▶ **DOCUMENTO**:
<<<<

Deconsekrated – Ascension In The Altar Of Condemned (Iron, Blood And Death Corporation)

Nati quattro anni fa in quel di Temuco per volere del chitarrista e principale compositore Agorh Sculptor, ascia dei Cryptic, e della cantante e bassista Cath Laptikovsk, i Deconsekrated si fecero conoscere nel più abietto underground sudamericano per mezzo di un demo tape di due soli brani, “The Hidden Paths”. Una release semiamatoriale nella quale, però, già si intravedevano le intenzioni future della band cilena, tese alla realizzazione di un death metal vecchia scuola di matrice statunitense e profondamente blasfemo, con un’attenzione particolare non soltanto alla costruzione dei riff, ma anche all’evocazione di un’atmosfera occulta, un po’ sulla scia di molte formazioni connazionali in auge tra la fine dei ’90 e l’inizio dei Duemila. Vibrazioni stilistiche che trovano buona attuazione nell’esordio “Ascension In The Altar Of Condemend”, inciso da una formazione, a parte il mastermind, nuova di zecca, in grado di muoversi con sicurezza nei territori sacrileghi di Morbid Angel e Incantation, con un occhio particolare riservato ad album come “Covenant” e “Mortal Throne Of Nazarene”. Ventinove minuti di tradizione rivisitata con gusto.

Tracce consigliate: “Ancestral Voice”, “Spectral Rites”, “Litany Of The Blapshemous”

Engulf

Engulf – The Dying Planet Weeps (Everlasting Spew Records)

Chitarra ritmica dei Blasphemous, il polistrumentista Haul Microutsicos, formatosi sugli spartiti di Gorguts, Hate Eternal, Morbid Angel, Suffocation e Ulcerate, è l’unico responsabile degli Engulf, one man band che ha visto crescere la propria statura compositiva attraverso un climax di tre ottimi  EP. I tempi, dunque, sembravano ormai maturi per il debutto sulla lunga distanza, presagio oggi avveratosi con il rilascio di “The Dying Planet Weeps”, album nel quale il musicista del New Jersey riesce a elaborare un brutal/technical death metal dalle atmosfere fantasy/sci-fi, piuttosto equilibrato nelle sue varie sfaccettature e influenze, anche grazie al lavoro al basso di Giacomo Castaldi dei Darkend, capace di rendere fluida e cinetica una sezione ritmica retta dalla freddezza spigolosa della drum machine. I certosini ricami produttivi di Chris Kelly, sottovalutata ascia degli Alustrium, permette al disco di suonare fine e moderno, mentre i tanti ospiti illustri, soprattutto vocalist (Patrick Bonvin, Kevin Miller, Sven De Caluwé, Enrico “H” De Lorenzo”), ne accentuano il lignaggio e la visibilità: cos’altro si può pretendere?

>>>>

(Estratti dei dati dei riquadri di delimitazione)
<<<<

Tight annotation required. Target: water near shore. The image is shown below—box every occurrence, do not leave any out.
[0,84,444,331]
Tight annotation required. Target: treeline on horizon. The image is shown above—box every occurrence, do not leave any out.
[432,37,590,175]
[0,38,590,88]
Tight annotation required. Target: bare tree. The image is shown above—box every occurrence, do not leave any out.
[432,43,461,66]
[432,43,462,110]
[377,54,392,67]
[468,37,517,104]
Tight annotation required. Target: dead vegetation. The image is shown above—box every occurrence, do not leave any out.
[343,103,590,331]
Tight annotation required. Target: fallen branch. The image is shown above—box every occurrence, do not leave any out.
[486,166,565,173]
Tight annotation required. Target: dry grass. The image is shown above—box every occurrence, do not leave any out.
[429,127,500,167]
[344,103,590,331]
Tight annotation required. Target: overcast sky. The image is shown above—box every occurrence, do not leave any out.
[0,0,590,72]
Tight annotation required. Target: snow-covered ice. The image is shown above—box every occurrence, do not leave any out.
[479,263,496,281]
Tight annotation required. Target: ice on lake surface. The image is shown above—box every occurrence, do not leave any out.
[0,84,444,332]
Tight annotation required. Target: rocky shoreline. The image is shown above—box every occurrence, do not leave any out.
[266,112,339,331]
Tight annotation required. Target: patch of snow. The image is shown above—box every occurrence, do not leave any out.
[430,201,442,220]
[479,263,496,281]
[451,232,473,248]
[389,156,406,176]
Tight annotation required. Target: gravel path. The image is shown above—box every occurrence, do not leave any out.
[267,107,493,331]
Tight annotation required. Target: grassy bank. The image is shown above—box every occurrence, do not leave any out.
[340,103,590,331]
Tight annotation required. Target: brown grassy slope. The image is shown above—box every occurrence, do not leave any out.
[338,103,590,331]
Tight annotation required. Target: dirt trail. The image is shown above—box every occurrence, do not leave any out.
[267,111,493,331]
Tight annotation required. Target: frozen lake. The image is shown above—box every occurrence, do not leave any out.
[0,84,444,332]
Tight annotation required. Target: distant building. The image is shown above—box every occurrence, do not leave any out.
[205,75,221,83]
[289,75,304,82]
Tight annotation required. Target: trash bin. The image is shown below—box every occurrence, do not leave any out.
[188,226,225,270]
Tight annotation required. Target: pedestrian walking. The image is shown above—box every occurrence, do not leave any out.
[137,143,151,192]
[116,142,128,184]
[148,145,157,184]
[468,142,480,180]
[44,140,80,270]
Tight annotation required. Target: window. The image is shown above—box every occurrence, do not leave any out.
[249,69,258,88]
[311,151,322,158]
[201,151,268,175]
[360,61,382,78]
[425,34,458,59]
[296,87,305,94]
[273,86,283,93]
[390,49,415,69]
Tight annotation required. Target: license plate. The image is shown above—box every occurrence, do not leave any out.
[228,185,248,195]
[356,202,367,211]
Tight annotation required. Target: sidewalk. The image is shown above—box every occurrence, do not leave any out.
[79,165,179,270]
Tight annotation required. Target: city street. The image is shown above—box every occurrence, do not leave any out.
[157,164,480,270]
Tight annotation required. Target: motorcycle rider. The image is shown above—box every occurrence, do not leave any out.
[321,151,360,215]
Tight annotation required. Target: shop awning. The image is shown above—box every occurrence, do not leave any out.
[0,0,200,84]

>>>>

▶ **COMPITI**:
a - Nelle recensioni di dischi death metal, chi suona il basso nell'album degli Engulf?
b - Prosegui le recensioni di dischi death metal partendo da dove si fermano.
I record non hanno alcun ruolo in questo lavoro.

▶ **RISULTATI PER COMPITO**:
a - Giacomo Castaldi dei Darkend.

b -
Tracce consigliate: “Bellows From The Aether”, “Ominous Grandeur”, “Earthbore”

Krvna 1

Krvna – The Rhythmus Of Death Eternal (Third Eye Temple)

Dopo aver commosso i cultori del metallo nero in virtù di due full-length di ottima fattura e rilasciati a distanza di dodici mesi l’uno dall’altro, “Sempiternus” (2021) e “For Thine Is The Kingdom Of The Flesh” (2022), il progetto solista Krvna torna nel nuovo anno con un EP di cinque brani, tra cui un paio di cover dal repertorio di Abigor e Bathory. Nelle tre canzoni originali di “The Rythmus Of Death Eternal”, il mastermind australiano Krvna Vatra Smrt, polistrumentista e songwriter anche attivo in Dearthe e Pestilential Shadows, rispettivamente nelle vesti di drummer e chitarrista, si occupa di profonde tematiche filosofico-religiose, incastrandole entro una forma canzone allo stesso tempo aggressiva e maestosa. La violenza dei Marduk e la gelida poesia melodica dei Dissection si intersecano in un contesto sonoro dal taglio epico, nel quale a predominare è un misticismo sublime e a tratti sensuale, anche quando la creatura australiana spinge a tavoletta sull’acceleratore. E reinterpretare pezzi come “As Astral Images Darken Reality” e “Man Of Iron” la dice lunga sul passato, il presente e il futuro della one man band di Sidney.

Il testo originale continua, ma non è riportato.